__DIRECTIVE__
Lay out as a numbered list only the lines of the records below from the one containing "finger in the image." through the one containing "[620,212,697,364]", leaving out any blank lines.

* start PROVIDED RECORDS *

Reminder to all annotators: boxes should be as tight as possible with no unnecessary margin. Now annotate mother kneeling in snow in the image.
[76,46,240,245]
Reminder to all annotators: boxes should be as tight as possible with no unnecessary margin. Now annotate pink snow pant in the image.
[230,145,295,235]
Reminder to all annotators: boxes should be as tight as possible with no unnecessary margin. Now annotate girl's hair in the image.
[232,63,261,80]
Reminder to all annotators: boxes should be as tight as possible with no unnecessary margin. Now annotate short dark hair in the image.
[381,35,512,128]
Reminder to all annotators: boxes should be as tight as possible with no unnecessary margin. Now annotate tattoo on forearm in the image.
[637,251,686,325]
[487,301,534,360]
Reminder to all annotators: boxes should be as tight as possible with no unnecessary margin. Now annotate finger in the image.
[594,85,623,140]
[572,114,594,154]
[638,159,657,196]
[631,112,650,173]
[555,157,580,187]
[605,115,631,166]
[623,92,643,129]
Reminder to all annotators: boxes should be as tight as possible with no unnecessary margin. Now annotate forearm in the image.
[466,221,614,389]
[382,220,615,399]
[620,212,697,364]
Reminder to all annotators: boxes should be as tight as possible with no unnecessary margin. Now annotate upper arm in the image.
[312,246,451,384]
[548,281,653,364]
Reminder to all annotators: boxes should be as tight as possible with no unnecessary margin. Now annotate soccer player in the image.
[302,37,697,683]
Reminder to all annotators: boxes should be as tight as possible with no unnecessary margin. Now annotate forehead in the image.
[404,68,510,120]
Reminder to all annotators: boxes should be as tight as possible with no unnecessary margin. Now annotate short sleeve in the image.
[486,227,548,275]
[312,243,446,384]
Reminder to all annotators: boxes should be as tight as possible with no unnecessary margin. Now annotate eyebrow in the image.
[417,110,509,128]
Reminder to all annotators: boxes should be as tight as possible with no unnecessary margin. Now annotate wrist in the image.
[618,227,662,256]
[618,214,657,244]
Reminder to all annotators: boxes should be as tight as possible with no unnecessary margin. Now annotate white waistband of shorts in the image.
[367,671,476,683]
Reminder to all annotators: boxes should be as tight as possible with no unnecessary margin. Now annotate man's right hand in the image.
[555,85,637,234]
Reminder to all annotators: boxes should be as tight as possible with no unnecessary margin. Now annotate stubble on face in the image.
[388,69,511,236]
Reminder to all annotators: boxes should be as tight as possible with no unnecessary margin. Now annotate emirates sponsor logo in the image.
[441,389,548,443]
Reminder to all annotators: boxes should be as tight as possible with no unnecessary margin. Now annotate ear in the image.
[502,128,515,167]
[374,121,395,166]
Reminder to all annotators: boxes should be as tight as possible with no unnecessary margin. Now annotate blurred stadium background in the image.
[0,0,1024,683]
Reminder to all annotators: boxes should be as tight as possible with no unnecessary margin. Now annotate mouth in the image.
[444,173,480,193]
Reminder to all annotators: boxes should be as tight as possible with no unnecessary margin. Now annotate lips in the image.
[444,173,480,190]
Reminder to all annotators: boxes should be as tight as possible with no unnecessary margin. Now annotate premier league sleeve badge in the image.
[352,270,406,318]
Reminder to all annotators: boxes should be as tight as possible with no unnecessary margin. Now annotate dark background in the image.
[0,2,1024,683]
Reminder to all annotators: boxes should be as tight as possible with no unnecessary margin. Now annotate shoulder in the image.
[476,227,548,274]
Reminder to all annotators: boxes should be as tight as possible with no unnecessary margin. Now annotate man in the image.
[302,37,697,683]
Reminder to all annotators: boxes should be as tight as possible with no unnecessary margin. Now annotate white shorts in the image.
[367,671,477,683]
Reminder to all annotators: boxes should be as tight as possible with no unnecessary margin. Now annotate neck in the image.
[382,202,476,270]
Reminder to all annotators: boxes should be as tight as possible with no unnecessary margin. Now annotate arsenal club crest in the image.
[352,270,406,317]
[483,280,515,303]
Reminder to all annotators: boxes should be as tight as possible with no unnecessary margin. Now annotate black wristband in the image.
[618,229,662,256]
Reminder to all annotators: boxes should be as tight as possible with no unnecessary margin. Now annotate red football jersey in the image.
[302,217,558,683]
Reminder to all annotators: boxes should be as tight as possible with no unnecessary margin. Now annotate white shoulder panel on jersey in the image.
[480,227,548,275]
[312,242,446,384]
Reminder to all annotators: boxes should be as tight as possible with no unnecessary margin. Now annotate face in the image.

* end PROVIDED RECORDS *

__PROBLEM SOLUTION__
1. Reminder to all annotators: boxes should be as tight as possible with no unnecessary margin. Now annotate finger in the image.
2. [594,85,623,140]
3. [572,114,594,154]
4. [638,159,657,196]
5. [631,112,650,173]
6. [555,157,580,187]
7. [605,115,631,166]
8. [623,92,643,129]
9. Reminder to all annotators: boxes should be as tight as possible with no unnecessary margin. Now annotate forearm in the image.
10. [466,221,614,389]
11. [382,220,615,399]
12. [620,212,697,364]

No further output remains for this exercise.